--- Task prompt ---
Could you carry on the passage about the Urban Institute's estimate of how the American Rescue Plan will affect poverty, picking up right after its last sentence?

Page excerpt section start

The Income and Benefits Policy Center at the Urban Institute has released an estimate of the extent to which key provisions in the American Rescue Plan Act will affect the poverty rate in 2021. The report estimates that expanded unemployment insurance benefits, SNAP benefits, child tax credits, and additional stimulus checks will reduce poverty by more than one third. The provisions could reduce poverty by as much as 42% for Black households and 39% for Latino households and have pronounced benefits for households with children or households who have experienced job loss.

Page excerpt section end
Source information section start

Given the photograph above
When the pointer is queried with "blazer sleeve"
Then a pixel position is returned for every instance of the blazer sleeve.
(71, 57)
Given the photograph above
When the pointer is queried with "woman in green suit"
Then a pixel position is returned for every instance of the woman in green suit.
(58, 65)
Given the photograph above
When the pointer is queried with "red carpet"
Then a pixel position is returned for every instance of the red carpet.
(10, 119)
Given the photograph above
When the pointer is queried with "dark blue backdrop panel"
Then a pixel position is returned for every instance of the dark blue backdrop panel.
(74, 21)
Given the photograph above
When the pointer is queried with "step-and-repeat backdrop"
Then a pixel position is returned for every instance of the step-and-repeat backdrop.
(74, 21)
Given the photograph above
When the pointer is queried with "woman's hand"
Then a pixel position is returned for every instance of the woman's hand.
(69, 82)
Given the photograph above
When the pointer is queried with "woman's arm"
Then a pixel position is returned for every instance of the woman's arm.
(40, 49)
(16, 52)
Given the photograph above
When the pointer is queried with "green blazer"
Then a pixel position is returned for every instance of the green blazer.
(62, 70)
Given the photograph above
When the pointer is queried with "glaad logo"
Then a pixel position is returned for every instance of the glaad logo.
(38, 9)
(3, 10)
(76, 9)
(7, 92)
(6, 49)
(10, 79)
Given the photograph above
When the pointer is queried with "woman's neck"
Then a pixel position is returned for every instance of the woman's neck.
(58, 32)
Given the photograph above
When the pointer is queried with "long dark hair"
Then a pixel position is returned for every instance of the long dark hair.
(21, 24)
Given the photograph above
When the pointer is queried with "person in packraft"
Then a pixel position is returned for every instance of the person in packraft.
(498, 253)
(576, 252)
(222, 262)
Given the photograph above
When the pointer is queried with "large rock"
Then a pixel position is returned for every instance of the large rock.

Source information section end

--- Response for this exercise ---
The authors used the Urban Institute’s Analysis of Transfers, Taxes, and Income Security (ATTIS) model to create these projections. The ATTIS model takes into account expected levels of employment and income in 2021, as well as anticipated benefits and taxes. The model was designed to estimate the effect of changes to eligibility, enrollment, and benefits for important programs like the Supplemental Nutrition Assistance Program (SNAP), Temporary Assistance for Needy Families (TANF), and Supplemental Security Income (SSI). The authors use this model to project changes in the Supplemental Poverty Measure (SPM) poverty rates after passage of the American Rescue Plan Act. SPM poverty rates include consideration of family income, tax payments, tax credits, in-kind benefits, and rebate checks (see Memo, 9/21/2020 on the Supplemental Poverty Measure).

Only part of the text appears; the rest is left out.